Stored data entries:
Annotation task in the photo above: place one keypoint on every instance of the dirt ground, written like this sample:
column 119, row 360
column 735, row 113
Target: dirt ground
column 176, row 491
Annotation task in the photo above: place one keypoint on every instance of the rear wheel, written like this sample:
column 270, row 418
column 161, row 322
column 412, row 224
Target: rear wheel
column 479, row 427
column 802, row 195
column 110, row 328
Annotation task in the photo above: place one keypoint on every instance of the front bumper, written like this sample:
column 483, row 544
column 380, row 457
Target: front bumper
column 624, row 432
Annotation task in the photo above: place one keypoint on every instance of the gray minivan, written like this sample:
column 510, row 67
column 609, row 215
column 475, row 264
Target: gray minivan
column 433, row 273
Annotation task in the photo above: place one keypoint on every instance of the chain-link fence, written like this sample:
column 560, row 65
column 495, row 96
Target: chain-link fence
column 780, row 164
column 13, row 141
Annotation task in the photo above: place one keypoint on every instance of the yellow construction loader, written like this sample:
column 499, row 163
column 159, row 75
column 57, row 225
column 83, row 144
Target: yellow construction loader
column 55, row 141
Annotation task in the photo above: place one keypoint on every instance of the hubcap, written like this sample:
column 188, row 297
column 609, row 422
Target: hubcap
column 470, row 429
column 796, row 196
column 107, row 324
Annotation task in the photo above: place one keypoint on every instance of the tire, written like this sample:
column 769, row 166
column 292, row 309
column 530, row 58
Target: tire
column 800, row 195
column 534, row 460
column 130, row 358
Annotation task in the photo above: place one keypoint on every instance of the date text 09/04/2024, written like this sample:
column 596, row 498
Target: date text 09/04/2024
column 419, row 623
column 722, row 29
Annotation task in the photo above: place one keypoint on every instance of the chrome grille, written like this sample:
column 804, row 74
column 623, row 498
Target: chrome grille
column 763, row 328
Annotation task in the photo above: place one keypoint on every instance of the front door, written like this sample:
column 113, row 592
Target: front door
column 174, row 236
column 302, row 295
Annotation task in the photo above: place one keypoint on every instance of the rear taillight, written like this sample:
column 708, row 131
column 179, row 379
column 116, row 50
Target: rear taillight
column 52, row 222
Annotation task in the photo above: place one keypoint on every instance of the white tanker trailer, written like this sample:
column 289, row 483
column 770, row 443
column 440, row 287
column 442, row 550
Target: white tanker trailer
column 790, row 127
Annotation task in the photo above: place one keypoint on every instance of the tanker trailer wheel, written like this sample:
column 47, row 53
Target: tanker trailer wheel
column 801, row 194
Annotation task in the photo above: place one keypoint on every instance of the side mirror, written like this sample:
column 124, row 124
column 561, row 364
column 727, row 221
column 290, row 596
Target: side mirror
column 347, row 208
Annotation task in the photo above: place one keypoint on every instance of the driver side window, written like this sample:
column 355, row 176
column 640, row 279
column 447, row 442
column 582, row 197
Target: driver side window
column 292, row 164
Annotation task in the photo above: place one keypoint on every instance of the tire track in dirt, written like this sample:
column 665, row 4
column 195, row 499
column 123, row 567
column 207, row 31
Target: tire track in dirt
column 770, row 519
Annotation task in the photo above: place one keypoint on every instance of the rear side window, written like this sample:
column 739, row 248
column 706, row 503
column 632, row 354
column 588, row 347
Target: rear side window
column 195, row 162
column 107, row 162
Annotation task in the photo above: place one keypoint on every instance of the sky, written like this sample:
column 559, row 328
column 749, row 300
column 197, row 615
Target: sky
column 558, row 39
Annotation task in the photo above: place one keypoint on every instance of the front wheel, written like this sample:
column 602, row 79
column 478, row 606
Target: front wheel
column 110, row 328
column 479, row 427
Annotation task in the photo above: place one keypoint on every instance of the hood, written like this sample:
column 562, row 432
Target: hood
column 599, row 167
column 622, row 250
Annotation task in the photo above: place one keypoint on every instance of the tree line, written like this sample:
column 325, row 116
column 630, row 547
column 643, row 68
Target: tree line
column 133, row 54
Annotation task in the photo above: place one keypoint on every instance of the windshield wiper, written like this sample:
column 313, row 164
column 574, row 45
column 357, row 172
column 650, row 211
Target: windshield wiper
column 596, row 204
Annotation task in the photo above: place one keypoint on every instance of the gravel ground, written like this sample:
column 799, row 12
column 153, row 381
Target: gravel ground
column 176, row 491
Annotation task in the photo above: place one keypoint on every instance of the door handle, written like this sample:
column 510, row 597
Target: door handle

EXERCISE INSTRUCTIONS:
Repeat every record above exactly as it appears.

TASK ANSWER:
Annotation task in the photo above: place one keypoint on every instance of the dirt ground, written like this sample:
column 119, row 360
column 735, row 113
Target: dirt ground
column 176, row 491
Annotation task in the photo above: place one keypoint on every instance of the rear wheel, written like this sample:
column 270, row 418
column 161, row 322
column 412, row 224
Target: rear wheel
column 479, row 427
column 802, row 195
column 110, row 328
Annotation task in the photo above: place one keypoint on every instance of the front bumper, written like this sample:
column 483, row 544
column 380, row 457
Target: front bumper
column 624, row 432
Annotation task in the photo above: place one keypoint on every instance of the gray minivan, written like this sample:
column 510, row 67
column 609, row 215
column 475, row 264
Target: gray minivan
column 433, row 273
Annotation task in the photo above: place one keypoint on every instance of the chain-link fence, written like this sample:
column 560, row 65
column 495, row 96
Target: chain-link fence
column 780, row 164
column 13, row 141
Annotation task in the photo above: place one keypoint on every instance of the yellow construction loader, written like this sample:
column 499, row 163
column 159, row 75
column 57, row 225
column 83, row 144
Target: yellow construction loader
column 55, row 141
Annotation task in the photo above: place one keypoint on every instance of the hubcap, written like this sample:
column 188, row 297
column 609, row 422
Target: hubcap
column 470, row 429
column 796, row 196
column 107, row 324
Annotation task in the photo above: place one keypoint on every instance of the tire, written like this sample:
column 769, row 166
column 292, row 309
column 530, row 58
Target: tire
column 800, row 195
column 534, row 460
column 130, row 358
Annotation task in the photo above: place one keypoint on every instance of the date text 09/04/2024, written like this sample:
column 596, row 498
Target: date text 09/04/2024
column 419, row 623
column 722, row 29
Annotation task in the photo above: place one keypoint on every instance of the chrome grille, written like this sample:
column 804, row 74
column 623, row 498
Target: chrome grille
column 763, row 328
Annotation task in the photo above: place one keypoint on every instance of the front door, written like this sample:
column 113, row 592
Target: front door
column 174, row 236
column 302, row 295
Annotation task in the photo above: place one keypoint on every instance of the rear taillight, written like this sample:
column 708, row 131
column 179, row 379
column 116, row 50
Target: rear taillight
column 52, row 222
Annotation task in the photo above: place one keypoint on every instance of the white tanker trailer, written like this sample:
column 289, row 483
column 770, row 443
column 440, row 287
column 442, row 550
Target: white tanker trailer
column 790, row 127
Annotation task in the photo above: place one keypoint on every instance of the tanker trailer wheel, written like this sample:
column 47, row 53
Target: tanker trailer wheel
column 801, row 194
Annotation task in the photo above: place one keypoint on every instance of the side mirror, written like this sample:
column 124, row 124
column 561, row 364
column 727, row 221
column 290, row 596
Target: side mirror
column 347, row 208
Annotation task in the photo above: place one keypoint on every instance of the driver side window, written like this sample:
column 355, row 176
column 640, row 279
column 447, row 442
column 582, row 197
Target: driver side window
column 292, row 164
Annotation task in the photo above: place one keypoint on every instance of the tire track in dirt, written like this sample:
column 665, row 4
column 195, row 499
column 123, row 567
column 207, row 31
Target: tire track in dirt
column 770, row 519
Annotation task in the photo above: place one keypoint on every instance of the rear side window, written like this sample:
column 739, row 248
column 706, row 503
column 632, row 354
column 588, row 347
Target: rear side window
column 195, row 162
column 107, row 162
Annotation task in the photo above: place one keypoint on every instance of the sky, written like this sample:
column 559, row 328
column 749, row 300
column 197, row 615
Target: sky
column 558, row 39
Annotation task in the photo above: place one keypoint on every instance of the front wheel, written like this sample:
column 602, row 79
column 478, row 606
Target: front wheel
column 110, row 328
column 479, row 427
Annotation task in the photo above: place one keypoint on every instance of the hood, written like this sample:
column 562, row 432
Target: hood
column 599, row 167
column 622, row 250
Annotation task in the photo above: place one keypoint on every instance of the tree line, written like this sample:
column 325, row 116
column 630, row 547
column 643, row 68
Target: tree line
column 133, row 54
Annotation task in the photo above: place one keypoint on every instance of the windshield wiper, written like this sample:
column 313, row 164
column 574, row 45
column 357, row 172
column 650, row 211
Target: windshield wiper
column 596, row 204
Annotation task in the photo above: place one keypoint on every instance of the gravel ground, written like this sample:
column 799, row 12
column 153, row 381
Target: gravel ground
column 176, row 491
Annotation task in the photo above: place one keypoint on every instance of the door handle, written like this sample:
column 510, row 597
Target: door handle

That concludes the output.